» **Page extract**:
* start *

The special or general conditions of many construction contracts contain warranty provisions. A typical warranty clause may require the contractor to repair or replace defects in materials or workmanship for up to one year after acceptance of the work by the owner. This type of provision reflects risks that most contractors or subcontractors can identify and analyze based on experienced warranty or call-back costs.

When dealing with equipment vendors, contractors and subcontractors can readily compare their own warranty exposure to the provisions of a manufacturer's standard warranty and decide whether to seek an extended warranty provision in a purchase order.

In addition to the typical one-year warranty, construction contracts may also obligate the contractor to other warranties of longer duration. These extended warranties can be imposed on a contractor in a less customary manner that results in a potential pitfall for the unwary. Two of the less traditional methods of establishing extended warranties are described below.

Phased Construction

Many complex projects may be constructed in phases. At the end of a phase, the owner may take beneficial occupancy of that particular phase. However, the same contract may contain a different provision stating that final acceptance of equipment, e.g., the mechanical equipment, does not occur until all phases are complete.

If the warranty clause clearly states that the warranty period commences upon "final acceptance of the entire project," the contractor/subcontractor could face a warranty obligation that starts months or even years after the equipment was first used. Many manufacturers' warranties explicitly state the date of warranty commencement, often a set period of time after delivery or upon first use of the equipment. In a phased construction situation, standard manufacturer's warranty protection may not be available to the contractor by the time the contract's warranty period commences.

Extended Warranties in the Detailed Specifications

While warranties are still typically set forth in the general or special provisions of contracts, the detailed specifications may contain extremely long warranty obligations, such as "lifetime" warranties. Other contracts may require a twenty-year warranty against leaks in the curtain wall or leaks in the caulking. Certain extended warranties are customary, e.g., an extended roof warranty, particularly since that guaranty often relates back to the manufacturer's warranty. However, wider use of the specifications to detail extended warranties is a pitfall for both contractors and subcontractors.

Many general contractors' estimators may not have sufficient time for a detailed review of each division of the technical specifications to discover any special or extended warranties. Consequently, there is no pre-contract effort to negotiate this clause out of the contract. If the clause is unknown, then the risk is unknown. Specialty firms or suppliers who study the technical specifications in detail may identify these extended warranties and act to protect themselves. Under these circumstances, general contractors or upper-tier subcontractors may find themselves with "warranty gaps" between the warranty obligations and actual warranty protection.

* end *

» **Data excerpt**:
* start *

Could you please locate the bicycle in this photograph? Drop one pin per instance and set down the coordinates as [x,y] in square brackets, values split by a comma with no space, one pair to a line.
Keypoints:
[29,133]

* end *

» **What you will do**:
1: According to the warranty article, how long after the owner accepts the work may a typical warranty clause require the contractor to repair or replace defects?
2: List every example of an extended warranty that the warranty article mentions in its discussion of detailed specifications.
3: Carry the warranty article forward from its last sentence.
The lines are not needed for this work.

» **Expected answers**:
1: Up to one year after the owner's acceptance of the work.

2:
- "Lifetime" warranties
- A twenty-year warranty against leaks in the curtain wall
- A twenty-year warranty against leaks in the caulking
- An extended roof warranty

3:
Checklist to Reduce Warranty Risk

The following are some practical actions that may assist contractors in reducing the risk of a warranty protection gap:

1. Specifications review

If time does not permit a detailed review of all sections of the specifications, the introductory articles of each section or part of each division should at least be scanned. General requirements such as warranty obligations may be stated in these introductory articles. A detailed pre-proposal review provides the best protection since, on private contracts, it may be possible to reduce or eliminate this extended warranty by negotiation or qualification to the proposal.

2. Proposal review

If a quotation or proposal from a supplier or subcontractor provides that the warranty obligations are limited by duration or to the requirements of a particular contract provision, this is a signal that there is probably another warranty provision in the technical specifications.

3. Purchase order scope

Purchase orders on projects with phased construction should expressly include the general and special provisions in the scope of work. If the scope is limited to the technical specifications, a potential dispute may arise regarding whether the contractor has any warranty protection because of the delayed start of the warranty period under the terms of the contract.

4. Bond coverage

The performance bond provided by the contractor should include the warranty obligations the contractor is assuming. Any performance bond obtained from a vendor or subcontractor should provide equal protection. This is generally a function of the language of the bond and its interpretation by the courts. Contractors should be aware before accepting performance bonds that limit the surety's obligation to a fixed number of years.

5. Warranty enforcement provisions

A review of subcontract/purchase order forms should be made to determine whether any warranties obtained by subcontractors or vendors can be assigned to the contractor or the owner or can be enforced by the contractor or the owner. If necessary and feasible, a clause should be included requiring subcontractors/vendors to flow the same warranty obligations down to the next tier.